_Some records_:
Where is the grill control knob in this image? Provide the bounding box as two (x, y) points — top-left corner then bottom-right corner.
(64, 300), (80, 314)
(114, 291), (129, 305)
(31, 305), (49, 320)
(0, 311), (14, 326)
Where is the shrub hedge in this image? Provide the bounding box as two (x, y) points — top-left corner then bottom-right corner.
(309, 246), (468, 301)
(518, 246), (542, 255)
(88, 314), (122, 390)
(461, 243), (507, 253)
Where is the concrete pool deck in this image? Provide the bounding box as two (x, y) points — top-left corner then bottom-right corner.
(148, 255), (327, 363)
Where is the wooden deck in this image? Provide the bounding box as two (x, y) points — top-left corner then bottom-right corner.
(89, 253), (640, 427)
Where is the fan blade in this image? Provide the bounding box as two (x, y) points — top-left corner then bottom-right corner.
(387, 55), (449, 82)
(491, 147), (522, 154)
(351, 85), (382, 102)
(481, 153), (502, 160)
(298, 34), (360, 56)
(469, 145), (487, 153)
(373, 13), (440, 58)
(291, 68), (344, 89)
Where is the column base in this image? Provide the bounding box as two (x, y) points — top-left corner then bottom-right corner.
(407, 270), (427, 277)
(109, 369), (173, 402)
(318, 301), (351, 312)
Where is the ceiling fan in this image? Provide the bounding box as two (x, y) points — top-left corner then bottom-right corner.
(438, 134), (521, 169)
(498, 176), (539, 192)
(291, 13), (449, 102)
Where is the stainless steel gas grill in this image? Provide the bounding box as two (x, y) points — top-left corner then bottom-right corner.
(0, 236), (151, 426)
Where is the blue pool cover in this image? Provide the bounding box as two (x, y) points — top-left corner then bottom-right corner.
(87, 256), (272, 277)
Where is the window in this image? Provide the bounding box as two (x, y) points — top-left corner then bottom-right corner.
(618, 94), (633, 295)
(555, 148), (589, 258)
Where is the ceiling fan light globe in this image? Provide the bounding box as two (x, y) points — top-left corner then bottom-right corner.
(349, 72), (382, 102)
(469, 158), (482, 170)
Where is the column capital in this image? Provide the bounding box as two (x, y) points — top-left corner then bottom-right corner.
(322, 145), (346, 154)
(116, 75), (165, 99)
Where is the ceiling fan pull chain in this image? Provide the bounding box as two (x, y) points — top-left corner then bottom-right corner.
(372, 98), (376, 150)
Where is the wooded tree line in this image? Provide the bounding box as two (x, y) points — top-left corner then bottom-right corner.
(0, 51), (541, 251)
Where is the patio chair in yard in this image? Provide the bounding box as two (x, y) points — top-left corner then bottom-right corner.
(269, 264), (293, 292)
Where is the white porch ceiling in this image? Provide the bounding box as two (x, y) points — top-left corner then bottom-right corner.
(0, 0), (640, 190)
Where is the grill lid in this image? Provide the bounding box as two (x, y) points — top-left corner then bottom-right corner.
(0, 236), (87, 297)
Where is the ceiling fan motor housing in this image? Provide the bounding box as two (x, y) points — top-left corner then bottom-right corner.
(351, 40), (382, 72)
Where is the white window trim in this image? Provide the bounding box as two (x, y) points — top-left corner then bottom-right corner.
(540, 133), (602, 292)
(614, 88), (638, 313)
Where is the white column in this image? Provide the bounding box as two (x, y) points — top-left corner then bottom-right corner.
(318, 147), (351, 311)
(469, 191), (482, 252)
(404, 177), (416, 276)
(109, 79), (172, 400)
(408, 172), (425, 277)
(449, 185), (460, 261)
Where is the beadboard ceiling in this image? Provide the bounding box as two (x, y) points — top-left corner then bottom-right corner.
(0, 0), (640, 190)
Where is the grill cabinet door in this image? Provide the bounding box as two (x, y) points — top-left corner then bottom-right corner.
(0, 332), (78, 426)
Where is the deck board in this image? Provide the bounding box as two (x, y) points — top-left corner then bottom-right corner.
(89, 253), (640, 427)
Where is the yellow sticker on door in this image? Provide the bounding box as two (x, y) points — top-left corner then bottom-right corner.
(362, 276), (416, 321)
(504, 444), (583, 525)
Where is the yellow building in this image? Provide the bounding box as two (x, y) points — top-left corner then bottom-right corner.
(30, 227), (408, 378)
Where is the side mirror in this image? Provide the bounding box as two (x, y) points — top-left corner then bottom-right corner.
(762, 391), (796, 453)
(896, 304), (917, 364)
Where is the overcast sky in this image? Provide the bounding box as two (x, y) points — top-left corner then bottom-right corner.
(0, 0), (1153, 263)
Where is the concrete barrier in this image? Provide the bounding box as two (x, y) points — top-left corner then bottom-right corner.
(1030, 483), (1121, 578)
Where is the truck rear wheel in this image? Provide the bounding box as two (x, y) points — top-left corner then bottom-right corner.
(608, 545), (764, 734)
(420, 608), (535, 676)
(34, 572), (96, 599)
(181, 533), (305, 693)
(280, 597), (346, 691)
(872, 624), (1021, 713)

_THE EXERCISE_: Which lines of the data above contain the string "grill"? Report each one in full, with case counting in the match.

_RESULT OF THIS TASK_:
Where is the grill control knob in this image? Provide the bounding box as two (x, y) points — top-left corner then bottom-right corner.
Where is the stainless steel gas grill in this image? Provide the bounding box as two (x, y) points — top-left corner then bottom-right corner.
Where is the grill lid in this image? Provide the bounding box as two (x, y) points — top-left corner then bottom-right corner.
Where is the grill cabinet door in this image? Provide the bounding box as two (x, y) points — top-left corner then bottom-right corner.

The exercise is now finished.